● 課題一覧
a) 説教「待つ力」について、次の問いに答えてください。
(i) この説教で取り上げられている聖書の箇所はどこか。
(ii) ルカが最初に登場させている人物は誰か。
(iii) ザカリアが神の御こころを信じ受け入れられなかったため、神は彼をどうしたか。
b) 説教「待つ力」の「ルカは、そのような待つことに」から「とを私たちは、主の前に黙して待つのです。」までの部分（両端を含む）を、「聖所」を「神殿」に変えて書き直せ。

● 本文抜粋
************

メニュー 閉じる

2008年11月

待つ力(2008.11.30)

題   : 「待つ力」   宣教:   川原﨑 晃  牧師
聖書  : ルカ 1章5節~25節
人は、待つことにおいて試されます。待つことは、一つの偉大な力です。主イエスの降誕の記録は、神の御ことばの約束を信じ、待ち続け、忍耐し続けた人々の証し集です。
ルカは、そのような待つことにおいて試され、待つ力を経験した人として、最初に「ザカリア」を登場させています。

1.主の前に黙して待つ 5~18節
ザカリア夫婦は、子どもに恵まれませんでしたが、その晩年は神によって恵みに変えられました。ザカリアは、これまで通りの手順で聖所で仕えていたのですが、神の不意打ちとも言える干渉を受けました。そのとき主が語られたことは、予想外の、考えも及ばない内容でしたので、それを受け入れることは出来ませんでした(18節)。
「あなたの願いは聞き入れられた」(13節)とは、子どもがさずかるというよりも、神の民イスラエルが救われることを言っています。祈りは答えられました。子どもが与えられるのみか、その子こそが救いに結びつく道備えをする使命を託されたのです(16~17節)。
神は、私たちが忘れてしまっているような祈りをも覚えていてくださり、それのみか祈った以上のことを成し遂げてくださいます。そのことを私たちは、主の前に黙して待つのです。

2.主の支配に服して待つ 19~23節
さて、ザカリアは神の前に歩む者でしたが、神の御こころを信じ受け入れることができなかったために、神は彼を沈黙させました(20~22節)。神がザカリアを見捨てられたのではありません。この時、神がザカリアに著しく働きかけられ、彼が神に真正面から向かうことになったのです。そして、ザカリアが不信仰を正直に悔い改め、神への信頼を回復する時となったのです。
私たちは、日常の具体的な事柄において、主なる神とその御ことばの支配に服することが大切です。
私たちは、信じて待つことを通して、自分の弱さ、貧しさ、小ささを覚えつつ、主の御力、豊かさ、大きさに信頼することが大切です。

************

● 元データ
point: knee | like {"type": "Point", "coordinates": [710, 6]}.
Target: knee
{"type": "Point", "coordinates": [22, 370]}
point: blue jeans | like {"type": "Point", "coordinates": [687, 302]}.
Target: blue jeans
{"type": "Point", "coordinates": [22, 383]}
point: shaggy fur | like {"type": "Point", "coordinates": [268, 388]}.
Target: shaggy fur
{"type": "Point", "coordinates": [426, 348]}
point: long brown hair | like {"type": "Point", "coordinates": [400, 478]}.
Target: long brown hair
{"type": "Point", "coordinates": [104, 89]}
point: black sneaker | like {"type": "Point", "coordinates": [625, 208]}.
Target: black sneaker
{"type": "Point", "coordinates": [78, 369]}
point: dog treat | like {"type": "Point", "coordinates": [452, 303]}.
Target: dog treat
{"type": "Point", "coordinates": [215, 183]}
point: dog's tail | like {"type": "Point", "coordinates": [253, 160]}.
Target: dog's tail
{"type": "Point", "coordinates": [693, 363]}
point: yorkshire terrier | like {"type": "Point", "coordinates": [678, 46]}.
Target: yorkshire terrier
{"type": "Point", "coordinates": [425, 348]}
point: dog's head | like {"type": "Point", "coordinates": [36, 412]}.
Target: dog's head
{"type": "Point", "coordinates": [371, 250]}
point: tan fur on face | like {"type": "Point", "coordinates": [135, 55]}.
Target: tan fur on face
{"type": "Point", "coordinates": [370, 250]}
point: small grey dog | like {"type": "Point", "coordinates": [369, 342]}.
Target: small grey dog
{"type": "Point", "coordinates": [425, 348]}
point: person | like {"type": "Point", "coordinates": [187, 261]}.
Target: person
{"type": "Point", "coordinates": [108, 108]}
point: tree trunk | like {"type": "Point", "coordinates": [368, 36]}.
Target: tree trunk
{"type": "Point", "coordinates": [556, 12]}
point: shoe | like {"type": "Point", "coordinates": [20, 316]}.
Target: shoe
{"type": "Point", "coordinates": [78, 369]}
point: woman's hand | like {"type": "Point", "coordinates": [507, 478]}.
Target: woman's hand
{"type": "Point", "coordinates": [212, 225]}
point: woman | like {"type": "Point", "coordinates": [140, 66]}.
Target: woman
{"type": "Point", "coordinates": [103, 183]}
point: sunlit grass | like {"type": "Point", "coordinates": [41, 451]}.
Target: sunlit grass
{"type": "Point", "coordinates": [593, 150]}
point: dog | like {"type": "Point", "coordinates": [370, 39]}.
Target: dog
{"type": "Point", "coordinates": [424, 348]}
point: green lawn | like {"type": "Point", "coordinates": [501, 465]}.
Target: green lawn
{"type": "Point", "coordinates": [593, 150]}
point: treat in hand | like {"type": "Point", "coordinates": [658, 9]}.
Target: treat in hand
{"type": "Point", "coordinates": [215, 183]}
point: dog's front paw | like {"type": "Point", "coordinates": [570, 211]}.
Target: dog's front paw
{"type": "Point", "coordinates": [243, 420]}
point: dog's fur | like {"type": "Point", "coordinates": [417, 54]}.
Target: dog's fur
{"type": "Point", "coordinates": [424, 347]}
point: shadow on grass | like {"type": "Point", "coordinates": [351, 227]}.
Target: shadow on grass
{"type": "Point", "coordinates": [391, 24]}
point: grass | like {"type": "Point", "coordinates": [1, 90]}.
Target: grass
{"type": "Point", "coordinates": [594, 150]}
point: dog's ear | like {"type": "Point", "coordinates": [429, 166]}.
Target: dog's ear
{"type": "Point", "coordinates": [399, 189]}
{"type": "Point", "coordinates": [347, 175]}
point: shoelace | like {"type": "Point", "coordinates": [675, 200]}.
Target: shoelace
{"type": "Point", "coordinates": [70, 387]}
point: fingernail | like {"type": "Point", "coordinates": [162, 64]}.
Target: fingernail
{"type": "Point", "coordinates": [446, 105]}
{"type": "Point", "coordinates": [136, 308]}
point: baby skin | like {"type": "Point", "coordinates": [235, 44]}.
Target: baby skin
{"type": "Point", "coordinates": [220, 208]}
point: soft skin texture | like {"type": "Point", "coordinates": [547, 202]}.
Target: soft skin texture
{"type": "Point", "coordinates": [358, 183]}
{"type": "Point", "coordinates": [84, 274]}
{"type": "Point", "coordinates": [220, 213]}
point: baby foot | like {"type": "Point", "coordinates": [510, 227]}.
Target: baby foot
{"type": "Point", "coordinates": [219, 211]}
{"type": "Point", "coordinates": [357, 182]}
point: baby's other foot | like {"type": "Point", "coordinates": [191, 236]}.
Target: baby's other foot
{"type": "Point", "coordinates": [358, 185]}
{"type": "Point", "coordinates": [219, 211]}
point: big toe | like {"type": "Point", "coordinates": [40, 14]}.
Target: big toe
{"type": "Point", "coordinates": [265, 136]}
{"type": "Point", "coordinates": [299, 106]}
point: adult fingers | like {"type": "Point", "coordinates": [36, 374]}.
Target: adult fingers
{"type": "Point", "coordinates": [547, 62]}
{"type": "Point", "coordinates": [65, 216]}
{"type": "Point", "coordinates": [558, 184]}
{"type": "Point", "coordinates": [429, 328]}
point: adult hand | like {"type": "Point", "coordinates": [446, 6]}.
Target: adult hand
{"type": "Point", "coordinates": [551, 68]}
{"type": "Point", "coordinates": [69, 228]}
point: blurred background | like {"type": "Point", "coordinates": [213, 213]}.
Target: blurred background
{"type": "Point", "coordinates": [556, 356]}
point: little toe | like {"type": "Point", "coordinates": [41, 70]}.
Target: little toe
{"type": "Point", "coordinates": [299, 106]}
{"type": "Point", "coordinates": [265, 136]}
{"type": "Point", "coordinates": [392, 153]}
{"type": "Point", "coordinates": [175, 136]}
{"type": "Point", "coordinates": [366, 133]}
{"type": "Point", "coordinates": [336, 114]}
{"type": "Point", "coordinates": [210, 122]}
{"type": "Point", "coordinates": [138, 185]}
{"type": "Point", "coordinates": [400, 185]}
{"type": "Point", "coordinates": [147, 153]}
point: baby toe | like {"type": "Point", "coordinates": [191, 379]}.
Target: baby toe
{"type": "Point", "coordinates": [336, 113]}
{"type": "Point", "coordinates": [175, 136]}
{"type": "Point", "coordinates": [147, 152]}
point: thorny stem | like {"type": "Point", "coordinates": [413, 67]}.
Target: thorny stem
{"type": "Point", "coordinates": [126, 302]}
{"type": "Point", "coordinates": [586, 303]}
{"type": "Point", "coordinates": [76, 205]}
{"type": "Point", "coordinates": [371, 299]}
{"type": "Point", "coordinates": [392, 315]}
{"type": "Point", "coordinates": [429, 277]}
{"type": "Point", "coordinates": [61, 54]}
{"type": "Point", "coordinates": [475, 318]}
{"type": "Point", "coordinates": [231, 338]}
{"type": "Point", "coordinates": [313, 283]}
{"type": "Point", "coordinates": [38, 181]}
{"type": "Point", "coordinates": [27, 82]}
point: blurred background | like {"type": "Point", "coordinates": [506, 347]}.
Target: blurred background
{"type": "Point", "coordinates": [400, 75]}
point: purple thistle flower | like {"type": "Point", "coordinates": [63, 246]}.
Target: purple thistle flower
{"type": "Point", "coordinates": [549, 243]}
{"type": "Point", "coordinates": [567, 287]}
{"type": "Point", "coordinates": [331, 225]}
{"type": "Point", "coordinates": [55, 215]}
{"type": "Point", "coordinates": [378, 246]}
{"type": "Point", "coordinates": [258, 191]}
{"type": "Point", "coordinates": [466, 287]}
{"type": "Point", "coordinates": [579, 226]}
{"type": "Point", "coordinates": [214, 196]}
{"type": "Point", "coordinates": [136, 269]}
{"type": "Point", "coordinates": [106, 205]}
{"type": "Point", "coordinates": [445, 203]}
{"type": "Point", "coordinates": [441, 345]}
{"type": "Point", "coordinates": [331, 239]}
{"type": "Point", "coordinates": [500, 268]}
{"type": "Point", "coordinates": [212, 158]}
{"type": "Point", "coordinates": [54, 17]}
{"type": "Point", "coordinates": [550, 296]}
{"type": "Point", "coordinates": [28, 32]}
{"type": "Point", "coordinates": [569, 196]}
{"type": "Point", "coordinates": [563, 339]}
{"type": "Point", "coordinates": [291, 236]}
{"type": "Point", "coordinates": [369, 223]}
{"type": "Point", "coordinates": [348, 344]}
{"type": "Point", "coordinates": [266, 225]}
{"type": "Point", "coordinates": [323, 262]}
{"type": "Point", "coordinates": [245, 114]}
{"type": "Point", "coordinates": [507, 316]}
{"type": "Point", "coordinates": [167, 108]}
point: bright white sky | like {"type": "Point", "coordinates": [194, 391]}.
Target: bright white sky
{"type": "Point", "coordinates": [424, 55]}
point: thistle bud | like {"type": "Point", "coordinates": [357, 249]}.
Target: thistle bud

************

● 解答
a)
(i) ルカ 1章5節~25節
(ii) ザカリア
(iii) 沈黙させた

b)
ルカは、そのような待つことにおいて試され、待つ力を経験した人として、最初に「ザカリア」を登場させています。

1.主の前に黙して待つ 5~18節
ザカリア夫婦は、子どもに恵まれませんでしたが、その晩年は神によって恵みに変えられました。ザカリアは、これまで通りの手順で神殿で仕えていたのですが、神の不意打ちとも言える干渉を受けました。そのとき主が語られたことは、予想外の、考えも及ばない内容でしたので、それを受け入れることは出来ませんでした(18節)。
「あなたの願いは聞き入れられた」(13節)とは、子どもがさずかるというよりも、神の民イスラエルが救われることを言っています。祈りは答えられました。子どもが与えられるのみか、その子こそが救いに結びつく道備えをする使命を託されたのです(16~17節)。
神は、私たちが忘れてしまっているような祈りをも覚えていてくださり、それのみか祈った以上のことを成し遂げてくださいます。そのことを私たちは、主の前に黙して待つのです。